AIM 1: In the toe injury story, which residence hall does the writer live in?
AIM 2: Repeat, word for word, everything in the toe injury story from "My closet door, which" down to "the doctor’s advice.".

Although I’m no stranger to sustaining injuries in embarrassingly stupid ways (having received stitches in my face after being attacked by a cocker spaniel, sprained my wrist in a go-kart accident, ripped apart my upper lip by running into a stucco wall, etc.) I may very well have outdone myself when I fractured my toe last week by dropping a closet door on my foot. In my defense, those doors are a lot heavier than they look and I tried to fix them myself, although that largely consisted of me staring at the door rather blankly with a screwdriver in my hand and periodically swearing at my own uselessness in matters of home repair.
My closet door, which has been broken since I moved into Phelan Hall, slipped out of the door frame when I was putting away some clothes and landed squarely on my foot. Although it was hard not to yell obscenities when the door fell, the pain subsided after a while but the doctor said I was incredibly lucky that I wasn’t going to lose a nail and that the break could have been far more serious. I’m starting to hobble less, but it is still tough to get around without my toes securely taped together; I’m supposed to be taking it easy for a while but my classes on Lone Mountain and fondness for walking disagree with the doctor’s advice.

EXTRACTED DATA:
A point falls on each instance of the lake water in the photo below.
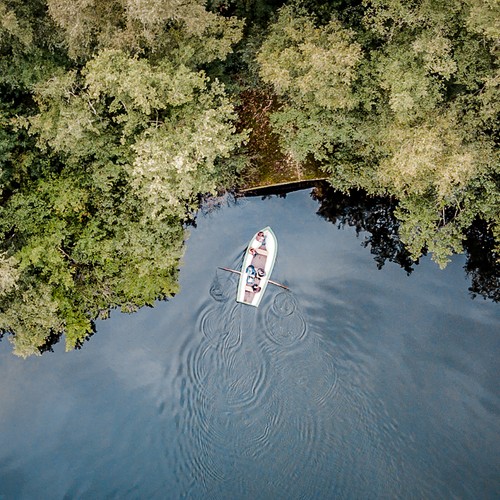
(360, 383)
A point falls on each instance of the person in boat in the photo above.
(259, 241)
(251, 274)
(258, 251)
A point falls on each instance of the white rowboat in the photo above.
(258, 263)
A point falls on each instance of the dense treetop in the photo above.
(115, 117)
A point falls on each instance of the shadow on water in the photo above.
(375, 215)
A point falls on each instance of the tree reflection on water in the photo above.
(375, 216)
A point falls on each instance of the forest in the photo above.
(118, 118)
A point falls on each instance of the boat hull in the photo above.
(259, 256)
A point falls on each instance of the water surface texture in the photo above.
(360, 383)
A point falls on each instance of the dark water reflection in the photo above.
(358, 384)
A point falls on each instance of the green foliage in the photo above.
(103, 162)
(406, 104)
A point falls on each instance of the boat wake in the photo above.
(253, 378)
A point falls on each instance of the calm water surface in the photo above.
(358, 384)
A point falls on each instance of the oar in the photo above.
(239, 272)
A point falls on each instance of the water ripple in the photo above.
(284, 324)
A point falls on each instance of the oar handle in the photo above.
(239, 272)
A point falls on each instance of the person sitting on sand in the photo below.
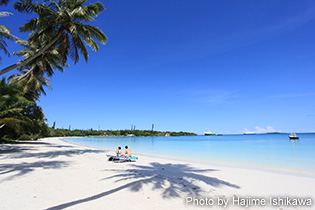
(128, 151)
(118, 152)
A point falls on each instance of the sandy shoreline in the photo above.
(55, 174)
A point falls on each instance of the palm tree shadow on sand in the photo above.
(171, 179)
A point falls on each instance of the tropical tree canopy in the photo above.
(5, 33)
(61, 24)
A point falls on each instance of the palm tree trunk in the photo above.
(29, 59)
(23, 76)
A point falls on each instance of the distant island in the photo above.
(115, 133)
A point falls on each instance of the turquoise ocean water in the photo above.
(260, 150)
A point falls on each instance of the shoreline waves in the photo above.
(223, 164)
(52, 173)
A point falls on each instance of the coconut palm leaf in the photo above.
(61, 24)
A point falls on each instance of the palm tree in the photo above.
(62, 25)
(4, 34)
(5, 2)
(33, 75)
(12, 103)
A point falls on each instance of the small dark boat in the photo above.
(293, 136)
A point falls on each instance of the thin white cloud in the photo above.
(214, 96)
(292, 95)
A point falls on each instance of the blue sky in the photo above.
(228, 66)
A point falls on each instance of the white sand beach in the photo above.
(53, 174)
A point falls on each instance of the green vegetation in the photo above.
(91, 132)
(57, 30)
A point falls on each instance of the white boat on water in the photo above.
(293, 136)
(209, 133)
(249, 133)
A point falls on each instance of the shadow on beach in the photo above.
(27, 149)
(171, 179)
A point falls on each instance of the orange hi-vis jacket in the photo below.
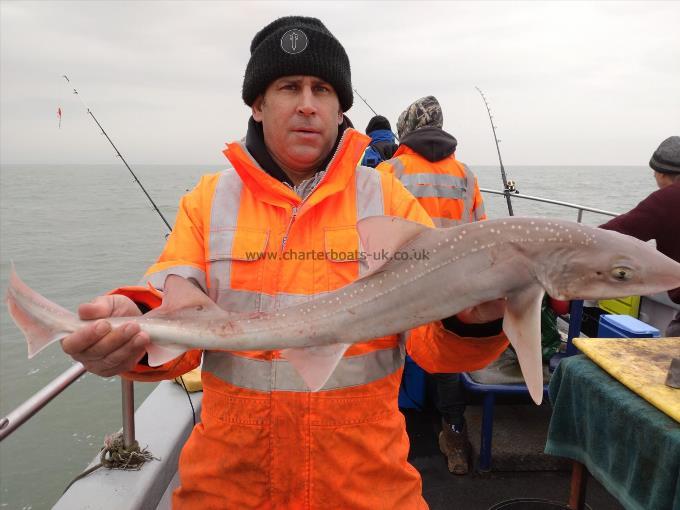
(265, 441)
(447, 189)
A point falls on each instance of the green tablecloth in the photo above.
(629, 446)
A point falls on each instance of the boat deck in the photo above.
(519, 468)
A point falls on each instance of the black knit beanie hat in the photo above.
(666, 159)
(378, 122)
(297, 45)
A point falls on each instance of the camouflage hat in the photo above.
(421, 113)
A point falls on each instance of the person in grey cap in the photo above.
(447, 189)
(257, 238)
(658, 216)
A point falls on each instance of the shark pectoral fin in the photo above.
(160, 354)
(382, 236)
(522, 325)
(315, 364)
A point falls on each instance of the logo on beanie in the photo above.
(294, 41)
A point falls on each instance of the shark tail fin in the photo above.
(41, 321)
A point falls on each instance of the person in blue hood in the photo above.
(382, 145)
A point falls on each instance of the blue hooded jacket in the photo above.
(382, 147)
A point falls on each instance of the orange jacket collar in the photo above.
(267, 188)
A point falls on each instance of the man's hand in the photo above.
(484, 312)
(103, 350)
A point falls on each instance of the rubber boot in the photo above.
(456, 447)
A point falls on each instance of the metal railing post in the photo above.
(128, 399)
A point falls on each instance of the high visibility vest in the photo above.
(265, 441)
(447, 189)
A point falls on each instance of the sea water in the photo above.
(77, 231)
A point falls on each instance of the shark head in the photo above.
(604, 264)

TASK RESPONSE 1: Phelan Hall.

TASK RESPONSE 2:
My closet door, which has been broken since I moved into Phelan Hall, slipped out of the door frame when I was putting away some clothes and landed squarely on my foot. Although it was hard not to yell obscenities when the door fell, the pain subsided after a while but the doctor said I was incredibly lucky that I wasn’t going to lose a nail and that the break could have been far more serious. I’m starting to hobble less, but it is still tough to get around without my toes securely taped together; I’m supposed to be taking it easy for a while but my classes on Lone Mountain and fondness for walking disagree with the doctor’s advice.